* Required task *
Please copy the items below, replacing "Put a point" with "Place a point" wherever it occurs and leaving everything else unchanged.

>> START Exercise materials

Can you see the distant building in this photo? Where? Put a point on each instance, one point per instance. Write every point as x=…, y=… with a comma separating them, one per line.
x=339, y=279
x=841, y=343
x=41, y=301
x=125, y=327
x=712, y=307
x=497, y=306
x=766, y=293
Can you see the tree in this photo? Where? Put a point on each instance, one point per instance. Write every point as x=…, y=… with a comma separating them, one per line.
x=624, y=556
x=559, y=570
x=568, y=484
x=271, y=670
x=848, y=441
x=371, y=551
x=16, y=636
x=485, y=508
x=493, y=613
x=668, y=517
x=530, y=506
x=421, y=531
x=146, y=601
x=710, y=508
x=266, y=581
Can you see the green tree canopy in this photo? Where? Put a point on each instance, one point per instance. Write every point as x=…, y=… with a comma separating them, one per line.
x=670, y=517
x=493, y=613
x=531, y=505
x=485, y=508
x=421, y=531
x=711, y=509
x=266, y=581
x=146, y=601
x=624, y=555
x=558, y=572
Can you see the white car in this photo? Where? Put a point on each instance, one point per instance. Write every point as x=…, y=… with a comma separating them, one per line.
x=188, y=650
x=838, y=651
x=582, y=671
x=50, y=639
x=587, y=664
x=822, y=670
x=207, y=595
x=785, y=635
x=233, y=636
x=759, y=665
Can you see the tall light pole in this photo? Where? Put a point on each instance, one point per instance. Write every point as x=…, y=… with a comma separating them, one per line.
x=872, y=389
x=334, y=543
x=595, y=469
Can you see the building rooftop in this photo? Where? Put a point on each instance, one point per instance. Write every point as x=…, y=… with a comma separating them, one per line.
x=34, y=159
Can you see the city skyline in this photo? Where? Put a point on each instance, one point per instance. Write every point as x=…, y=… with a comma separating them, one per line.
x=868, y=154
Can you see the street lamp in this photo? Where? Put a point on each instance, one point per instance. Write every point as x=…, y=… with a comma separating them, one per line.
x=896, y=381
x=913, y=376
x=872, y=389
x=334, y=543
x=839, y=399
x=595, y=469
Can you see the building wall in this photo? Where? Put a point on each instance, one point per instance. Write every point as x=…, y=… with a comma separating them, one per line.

>> END Exercise materials

* The answer *
Can you see the distant building in this photo? Where? Place a point on each instance, one point per instance. Write every point as x=…, y=… with a comma separating them, one per line.
x=339, y=279
x=841, y=343
x=41, y=301
x=125, y=327
x=712, y=307
x=497, y=306
x=766, y=293
Can you see the tree in this photo? Where? Place a point on each instance, one point per instance. Write every point as x=…, y=… with a comma separating them, one per line.
x=624, y=556
x=559, y=570
x=568, y=484
x=271, y=670
x=848, y=441
x=371, y=551
x=16, y=636
x=485, y=508
x=493, y=613
x=668, y=517
x=530, y=506
x=421, y=531
x=146, y=601
x=710, y=508
x=266, y=581
Can you see the green tree canopy in this photo? Where? Place a point on each instance, one point per instance. Write every point as x=…, y=… with a comma separating them, one per line.
x=670, y=517
x=493, y=613
x=531, y=505
x=485, y=508
x=421, y=531
x=711, y=509
x=266, y=581
x=146, y=601
x=624, y=555
x=558, y=572
Can you see the white car in this photo? Where? Place a point on each instance, one point per instance. Write every point as x=…, y=… with a comma separating them, one per line.
x=188, y=650
x=838, y=651
x=582, y=671
x=50, y=639
x=587, y=664
x=822, y=670
x=207, y=595
x=785, y=635
x=233, y=636
x=759, y=665
Can you see the tall light pole in this photo? Where? Place a point on each instance, one point per instance. Write every point as x=…, y=… with a comma separating them, one per line.
x=872, y=389
x=334, y=543
x=595, y=469
Can you see the building rooftop in this photo? Where? Place a point on each instance, one point per instance. Write every point as x=…, y=… with a comma separating them, one per line.
x=34, y=159
Can you see the city skyline in this photo? Where? Place a point on each instance, one point per instance. Write every point as x=…, y=… with a comma separating them, one per line.
x=868, y=154
Can you see the street lamp in this photo? Where? Place a point on each instance, one point per instance. Write every point as x=…, y=… with a comma separating them, one per line.
x=896, y=381
x=913, y=376
x=872, y=389
x=334, y=543
x=839, y=399
x=595, y=469
Can you see the building wall in this photo? Where? Place a point on each instance, one point per instance. Write every point as x=…, y=… with a comma separating them, one per line.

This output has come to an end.